### PAGE EXCERPT
MISCELLANEOUS OPTIONS

  • --u-to-t Convert uracil (U) to thymine (T) in all sequences (useful for RNA data).

  • --solexa Decode quality scores according to the legacy Solexa specification instead of the standard Phred encoding.

  • --silent-warning Suppress warning messages.

  • --debug Enable verbose debug logging.

  • --version Print version information and exit.

  • --help / -h / -? Display the help message and exit.

EXAMPLES

Keep all sequences longer than 100 bases:

obigrep --min-length 100 input.fasta > out_min_length.fasta

Expected output: 6 sequences written to out_min_length.fasta.

Select sequences observed at least 10 times:

obigrep --min-count 10 input.fasta > out_min_count.fasta

Expected output: 4 sequences written to out_min_count.fasta.

Keep sequences whose identifier starts with BOLD:

obigrep --identifier '^BOLD' input.fasta > out_bold.fasta

Expected output: 2 sequences written to out_bold.fasta.

Stored items
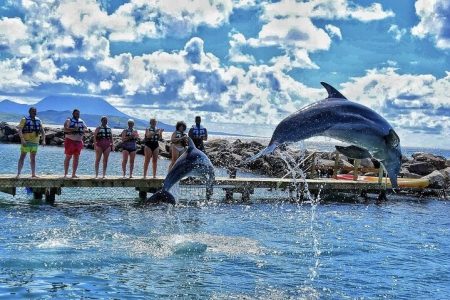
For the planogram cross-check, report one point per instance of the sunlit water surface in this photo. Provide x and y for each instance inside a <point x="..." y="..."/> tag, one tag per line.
<point x="101" y="244"/>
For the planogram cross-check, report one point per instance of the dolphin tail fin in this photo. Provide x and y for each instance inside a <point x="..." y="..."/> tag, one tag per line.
<point x="269" y="149"/>
<point x="161" y="196"/>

### ACTIVITY 1
In the obigrep page excerpt, how many sequences does the example using --min-count 10 write to its output file?
### ACTIVITY 2
Write what comes next in the obigrep page excerpt, picking up right after its last example.

### TASK RESULT 1
4 sequences, written to out_min_count.fasta.

### TASK RESULT 2
Select only sequences carrying the IUPAC primer motif GGGCWATGTTTCATAAYGGG with up to 2 mismatches:

obigrep --approx-pattern GGGCWATGTTTCATAAYGGG --pattern-error 2 input.fasta > out_primer.fasta

Expected output: 2 sequences written to out_primer.fasta.

Retain sequences belonging to the genus Homo (taxid 9605) in an NCBI taxonomy:

obigrep --taxonomy /data/ncbi_tax --restrict-to-taxon 9605 input.fasta

Keep sequences that have a sample attribute equal to lake1 and save the rest to a separate file:

obigrep --attribute sample='^lake1$' --save-discarded discarded.fasta \
        input.fasta > lake1.fasta

Expected output: 5 sequences written to lake1.fasta, 5 sequences written to discarded.fasta.

Invert a length filter (discard sequences shorter than 50 bases):

obigrep --min-length 50 --inverse-match input.fasta > out_short.fasta

Expected output: 1 sequence written to out_short.fasta.

Apply a custom predicate (sequences with count ≥ 5):

obigrep -p 'annotations["count"] >= 5' input.fasta > out_predicate.fasta

Expected output: 6 sequences written to out_predicate.fasta.

OUTPUT

Attribute table

Attributes present on sequence records are preserved unchanged in the output. No new attributes are added by obigrep itself — only filtering occurs.

Attribute Type Description
count integer Number of times the sequence was observed (read from input)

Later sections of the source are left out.